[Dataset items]
[Start of Attachment]
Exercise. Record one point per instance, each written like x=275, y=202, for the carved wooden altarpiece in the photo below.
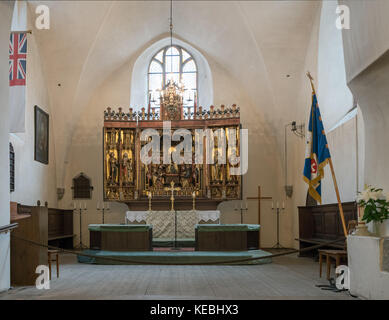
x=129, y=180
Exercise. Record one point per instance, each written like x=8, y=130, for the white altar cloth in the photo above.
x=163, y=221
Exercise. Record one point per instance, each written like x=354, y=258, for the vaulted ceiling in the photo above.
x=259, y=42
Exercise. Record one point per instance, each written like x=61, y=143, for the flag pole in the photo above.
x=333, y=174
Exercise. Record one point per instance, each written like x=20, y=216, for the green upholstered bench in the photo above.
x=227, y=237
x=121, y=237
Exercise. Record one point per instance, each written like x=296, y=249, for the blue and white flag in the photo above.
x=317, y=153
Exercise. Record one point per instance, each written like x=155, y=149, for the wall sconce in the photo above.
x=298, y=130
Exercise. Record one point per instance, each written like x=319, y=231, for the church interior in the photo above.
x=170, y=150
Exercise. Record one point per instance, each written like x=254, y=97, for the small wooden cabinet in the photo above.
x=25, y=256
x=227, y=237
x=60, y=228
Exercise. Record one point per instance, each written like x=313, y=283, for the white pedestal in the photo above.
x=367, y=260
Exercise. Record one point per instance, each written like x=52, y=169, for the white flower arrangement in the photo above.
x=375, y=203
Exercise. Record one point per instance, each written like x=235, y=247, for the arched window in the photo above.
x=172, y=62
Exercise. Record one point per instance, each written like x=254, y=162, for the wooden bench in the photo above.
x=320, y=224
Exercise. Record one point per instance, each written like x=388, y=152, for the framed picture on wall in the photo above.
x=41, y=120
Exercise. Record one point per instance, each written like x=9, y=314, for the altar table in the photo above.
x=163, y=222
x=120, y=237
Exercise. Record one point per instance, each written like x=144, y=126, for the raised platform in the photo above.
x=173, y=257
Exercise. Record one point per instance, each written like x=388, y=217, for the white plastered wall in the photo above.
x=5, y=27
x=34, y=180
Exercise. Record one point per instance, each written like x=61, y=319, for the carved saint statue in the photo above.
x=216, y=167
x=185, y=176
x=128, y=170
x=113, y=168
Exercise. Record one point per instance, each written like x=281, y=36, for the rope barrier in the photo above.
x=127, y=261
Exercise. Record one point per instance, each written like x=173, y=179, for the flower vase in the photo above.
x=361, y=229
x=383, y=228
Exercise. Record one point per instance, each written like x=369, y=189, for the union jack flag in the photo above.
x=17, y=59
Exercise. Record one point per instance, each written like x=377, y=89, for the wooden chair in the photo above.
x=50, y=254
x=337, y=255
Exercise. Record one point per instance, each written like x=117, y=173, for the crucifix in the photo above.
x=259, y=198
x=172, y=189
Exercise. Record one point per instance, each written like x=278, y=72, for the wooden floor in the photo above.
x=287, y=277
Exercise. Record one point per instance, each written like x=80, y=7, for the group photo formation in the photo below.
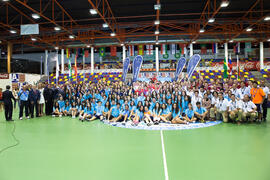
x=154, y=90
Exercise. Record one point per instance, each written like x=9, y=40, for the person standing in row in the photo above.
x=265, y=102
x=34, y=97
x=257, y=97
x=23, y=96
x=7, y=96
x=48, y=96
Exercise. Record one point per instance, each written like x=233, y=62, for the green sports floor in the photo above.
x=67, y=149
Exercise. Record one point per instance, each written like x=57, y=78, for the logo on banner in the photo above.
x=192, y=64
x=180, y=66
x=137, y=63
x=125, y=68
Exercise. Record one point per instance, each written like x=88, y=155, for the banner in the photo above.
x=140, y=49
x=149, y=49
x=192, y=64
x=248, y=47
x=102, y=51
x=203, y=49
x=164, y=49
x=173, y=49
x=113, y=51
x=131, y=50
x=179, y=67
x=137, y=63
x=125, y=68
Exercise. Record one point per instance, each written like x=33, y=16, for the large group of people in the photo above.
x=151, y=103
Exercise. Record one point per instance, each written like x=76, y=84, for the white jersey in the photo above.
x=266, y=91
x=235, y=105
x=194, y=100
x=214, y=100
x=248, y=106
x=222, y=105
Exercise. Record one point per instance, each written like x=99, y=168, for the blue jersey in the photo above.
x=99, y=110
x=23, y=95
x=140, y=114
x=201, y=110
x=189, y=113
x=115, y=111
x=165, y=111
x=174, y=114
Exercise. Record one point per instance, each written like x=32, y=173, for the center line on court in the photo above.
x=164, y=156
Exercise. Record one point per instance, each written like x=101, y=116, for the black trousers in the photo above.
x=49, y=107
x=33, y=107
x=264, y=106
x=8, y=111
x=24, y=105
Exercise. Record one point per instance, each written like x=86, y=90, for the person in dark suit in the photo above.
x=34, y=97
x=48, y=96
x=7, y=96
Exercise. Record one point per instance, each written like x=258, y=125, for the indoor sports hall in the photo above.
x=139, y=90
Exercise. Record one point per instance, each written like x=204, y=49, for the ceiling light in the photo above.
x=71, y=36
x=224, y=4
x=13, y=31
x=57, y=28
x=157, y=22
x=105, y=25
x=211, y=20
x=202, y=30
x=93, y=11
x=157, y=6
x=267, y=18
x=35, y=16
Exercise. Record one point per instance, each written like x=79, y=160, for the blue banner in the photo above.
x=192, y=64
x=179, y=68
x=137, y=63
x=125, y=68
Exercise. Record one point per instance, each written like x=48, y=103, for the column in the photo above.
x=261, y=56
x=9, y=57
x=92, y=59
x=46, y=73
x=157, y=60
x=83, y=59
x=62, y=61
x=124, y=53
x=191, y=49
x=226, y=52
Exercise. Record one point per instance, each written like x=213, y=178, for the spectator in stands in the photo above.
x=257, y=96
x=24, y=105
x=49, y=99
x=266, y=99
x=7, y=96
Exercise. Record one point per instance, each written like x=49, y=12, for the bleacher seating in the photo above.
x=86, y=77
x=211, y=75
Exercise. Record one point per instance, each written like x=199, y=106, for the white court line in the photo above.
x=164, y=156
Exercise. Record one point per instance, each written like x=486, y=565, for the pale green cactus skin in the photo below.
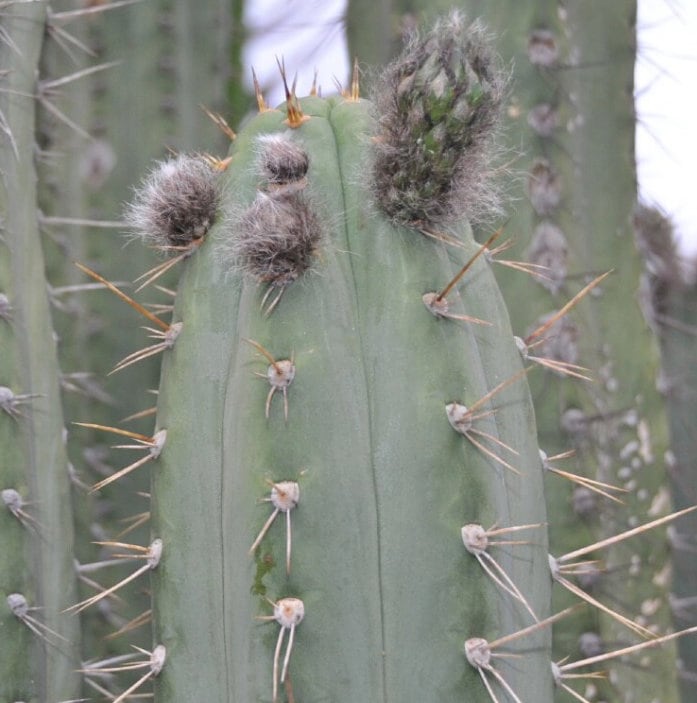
[End of Attachment]
Task description.
Without changing a word, retype the data above and omit its pictures.

Output of the task.
Exercise. Record one point per instance, each written like x=275, y=202, for the carved wooden altarpiece in the photo below.
x=129, y=180
Exercise. Record one point per instance, each written like x=8, y=130, for the white altar cloth in the photo above.
x=163, y=221
Exercise. Record one point per instance, each written like x=354, y=258, for the vaulted ceiling in the photo above.
x=259, y=42
Exercise. Record one point per instance, each written like x=61, y=143, for the flag pole in the photo above.
x=333, y=174
Exercise. Record one point per instance, each written like x=20, y=216, for the green upholstered bench in the photo above.
x=227, y=237
x=121, y=237
Exercise. Record one point per instance, each written like x=296, y=249, for the blue and white flag in the photo above.
x=317, y=153
Exercise. Record one point per instance, each written like x=155, y=149, for the wall sconce in the photo above.
x=298, y=130
Exercise. Record one point per instance, each written like x=319, y=231, for the church interior in the photo above.
x=170, y=150
Exercise. Record one point per instance, each written like x=254, y=97, for the small wooden cabinet in the photo above.
x=25, y=256
x=227, y=237
x=60, y=228
Exercise. Record one point per instance, each written like x=313, y=283, for the white pedestal in the photo above.
x=367, y=260
Exercise. Record one point per instance, each written like x=52, y=169, for the white flower arrangement in the photo above.
x=375, y=203
Exercise. Record one point per instance, each written like x=235, y=247, for the arched window in the photo above.
x=172, y=62
Exercise. Record one point per instance, each written like x=254, y=162, for the wooden bench in the photo above.
x=320, y=224
Exercise. Record one point per instance, each written like x=388, y=152, for the framed picture on wall in the photo above.
x=41, y=120
Exercise. Record one point per instance, each written like x=9, y=314, for the altar table in the photo above.
x=163, y=222
x=120, y=237
Exercise. Record one point per instance, each written like x=144, y=126, for the raised platform in the photo above.
x=173, y=257
Exercise. Record one point per instance, each written like x=388, y=217, for the white plastered wall in the photo above.
x=5, y=27
x=34, y=180
Exercise. Record one point per instance, each written like x=61, y=319, for the carved saint statue in the photo above.
x=216, y=167
x=185, y=176
x=128, y=170
x=113, y=168
Exercise. Record one point per instance, each written like x=281, y=36, for the rope barrier in the photo above.
x=127, y=261
Exercise. Record one point per instance, each written like x=173, y=179, for the flower vase in the photo above.
x=361, y=229
x=383, y=228
Exercise. Record one point per instance, each written like x=369, y=189, for the union jack flag in the photo above.
x=17, y=59
Exercise. Record one point per instance, each written like x=377, y=89, for the wooden chair in the photo above.
x=50, y=254
x=337, y=255
Exercise. Record one point per instance, each written like x=117, y=173, for the crucifix in the photo above.
x=259, y=198
x=172, y=189
Exercise. Record one point per instance, each written like x=278, y=72, for the wooden floor in the photo above.
x=287, y=277
Exercise. Record one point per instance, each written like x=80, y=7, for the group photo formation in the photo below.
x=154, y=90
Exercise. Record one point per instance, each written like x=9, y=40, for the person standing in row in the photo above.
x=265, y=102
x=34, y=97
x=257, y=97
x=23, y=96
x=7, y=96
x=48, y=96
Exercise. Record one point per instance, each written like x=233, y=62, for the green sports floor in the photo above.
x=67, y=149
Exercise. Record one point per instance, each written like x=57, y=78, for the logo on banner in the photo above.
x=192, y=64
x=180, y=66
x=137, y=63
x=125, y=68
Exercise. Record one point per instance, each written like x=88, y=155, for the banner in the photo above.
x=140, y=49
x=149, y=49
x=192, y=64
x=248, y=47
x=102, y=51
x=203, y=49
x=164, y=49
x=173, y=49
x=113, y=51
x=131, y=50
x=179, y=67
x=137, y=63
x=125, y=68
Exercise. Record one point per instance, each written like x=33, y=16, for the large group of people in the photo above.
x=151, y=103
Exercise. Record one point per instance, each written like x=76, y=84, for the white jersey in the photo above.
x=266, y=91
x=235, y=105
x=194, y=100
x=214, y=100
x=248, y=106
x=222, y=105
Exercise. Record one point per instance, each written like x=99, y=168, for the blue jersey in the photo above.
x=99, y=110
x=23, y=95
x=140, y=114
x=201, y=110
x=189, y=113
x=115, y=111
x=165, y=111
x=174, y=114
Exercise. Record one point per instance, each written like x=32, y=173, for the center line on court in the photo above.
x=164, y=156
Exercise. Record one point per instance, each written like x=101, y=116, for the black trousers in the photo above.
x=49, y=107
x=33, y=107
x=264, y=106
x=8, y=111
x=24, y=105
Exercise. Record one point per instance, each written like x=86, y=90, for the person in dark suit in the photo above.
x=34, y=97
x=48, y=96
x=7, y=96
Exercise. Record one point per instance, each written like x=258, y=125, for the indoor sports hall in the photo above.
x=139, y=90
Exercise. Record one point per instance, each written like x=204, y=49, for the ceiling light in the photo above.
x=71, y=36
x=224, y=4
x=13, y=31
x=57, y=28
x=157, y=22
x=105, y=25
x=211, y=20
x=202, y=30
x=93, y=11
x=157, y=6
x=267, y=18
x=35, y=16
Exercise. Record one point per instance, each written like x=79, y=160, for the blue banner in the photo above.
x=192, y=64
x=179, y=68
x=137, y=63
x=125, y=68
Exercise. Record one point per instance, each written like x=48, y=103, for the column in the photo above.
x=261, y=56
x=9, y=57
x=92, y=59
x=46, y=73
x=157, y=60
x=83, y=59
x=62, y=61
x=124, y=53
x=191, y=49
x=226, y=52
Exercise. Record one point per instance, each written like x=213, y=178, for the spectator in stands in the photo above.
x=257, y=96
x=24, y=105
x=49, y=99
x=266, y=99
x=7, y=96
Exercise. Record one point per instance, each written like x=49, y=12, for the bleacher seating in the photo above.
x=86, y=77
x=211, y=75
Exercise. Record one point per instance, each written like x=199, y=106, for the white court line in the photo above.
x=164, y=156
Exercise. Record one point per instance, each written like x=486, y=565, for the pale green cactus skin in the photo below.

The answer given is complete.